Set task 1: List every person mentioned by name in the news report on the Bhutto bombing investigation.
Set task 2: Carry the news report on the Bhutto bombing investigation forward from its final sentence.

---------- Reading passage ----------

He said the state agency that oversees Pakistan's national identity cards was helping to try and identify the bombers - one of whose pictures has been made public.
Although no arrests have been made, Khan said the investigation was progressing. He rebutted earlier reports that three men had been detained in connection with a vehicle used by an attacker.
Bhutto's spokeswoman reiterated a call for the chief investigator to be replaced. She has already called for Pakistan to seek expert help from the U.S. and Britain in the probe.
"Benazir Bhutto is not satisfied with the investigation, comments made by some elements of the government blaming (Bhutto's Pakistan People's Party) are increasing her concerns," spokeswoman Sherry Rehman said.
Bhutto escaped unhurt from the bombing that targeted her heavily guarded convoy in the southern city of Karachi around midnight, about 10 hours after she returned to Pakistan from an eight-year, self-imposed exile.
Bhutto claims that streetlights had been deliberately extinguished on herroute to conceal the attacker - a claim that Khan said would be investigated although he said TV footage of the incident showed lights were on.
Bhutto also claims extremist elements in the government and the security apparatus are trying to kill her. She alleges they include remnants of the regime of former military leader Gen. Zia-ul Haq, under whose government her father Zulfiqar Ali Bhutto, who also served as prime minister, was executed for allegedly conspiring to kill a politician.
Venomous exchanges have erupted between Benazir Bhutto and the ruling party, with each accusing each other over the bombing - stretching the possibility that the two parties could form a coalition in support of President Gen. Pervez Musharraf after January parliamentary elections.
Bhutto, whose two governments between 1988-1996 were toppled amid allegations of corruption and mismanagement, has been in talks with Musharraf that led to the lifting of graft cases against her. Although longtime rivals, she and Musharraf are both moderates keen to combat the al-Qaida and the Taliban.

---------- Given information ----------

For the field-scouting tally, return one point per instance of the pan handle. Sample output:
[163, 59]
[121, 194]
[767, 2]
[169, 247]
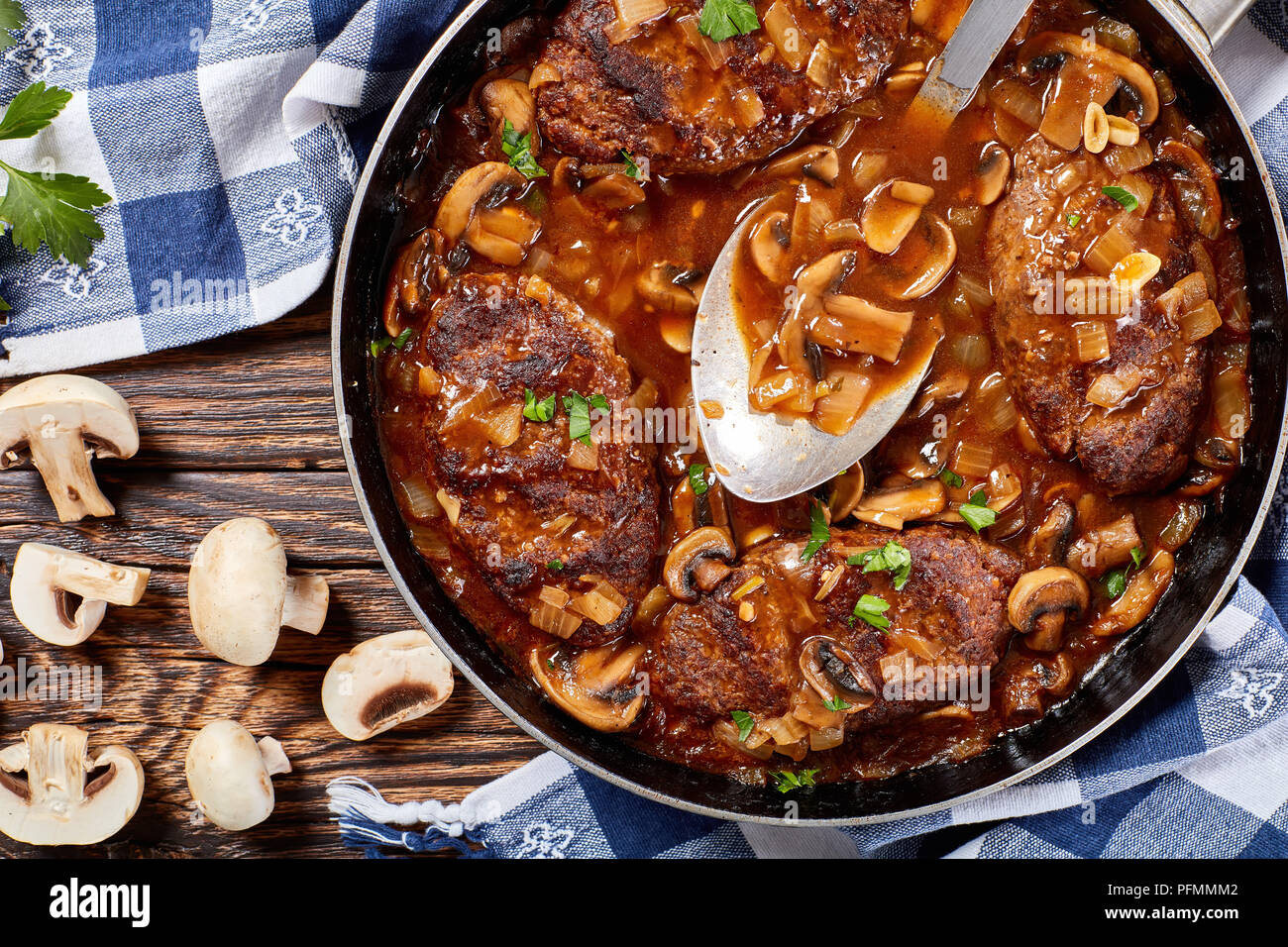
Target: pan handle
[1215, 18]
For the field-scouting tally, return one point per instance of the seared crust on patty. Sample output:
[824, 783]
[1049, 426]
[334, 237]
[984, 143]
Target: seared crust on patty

----------

Output 1: Khan, Benazir Bhutto, Sherry Rehman, Gen. Zia-ul Haq, Zulfiqar Ali Bhutto, Gen. Pervez Musharraf

Output 2:
But Bhutto thinks ruling party chief Chaudhry Shujaat Hussain and a head of a spy agency - both close associates of Musharraf - could be behind the attack. She has given no evidence in public to back up her claim.
Hussain, in an apparently sarcastic swipe at Bhutto, said Monday that her husband, working with Bhutto and other party leaders, arranged the blasts to stir up public sympathy. The proof: Bhutto went into her armored vehicle minutes before the bombs exploded and was not hurt.
Although his tone appeared to be tongue in cheek, such accusations often gain traction in Pakistan, where conspiracy theories thrive in its violent, intrigue-filled politics.
Hussain's father was killed in 1981 - allegedly by a militant group run by one of Bhutto's late brothers.
Prime Minister Shaukat Aziz, rejecting Bhutto's request that experts from the U.S. and Britain be invited to help with the probe, expressed confidence Tuesday the attackers would be brought to justice.
In past attacks "our security agencies had successfully investigated and arrested the perpetrators and are fully capable of investigating such untoward incidents," Aziz said in a statement.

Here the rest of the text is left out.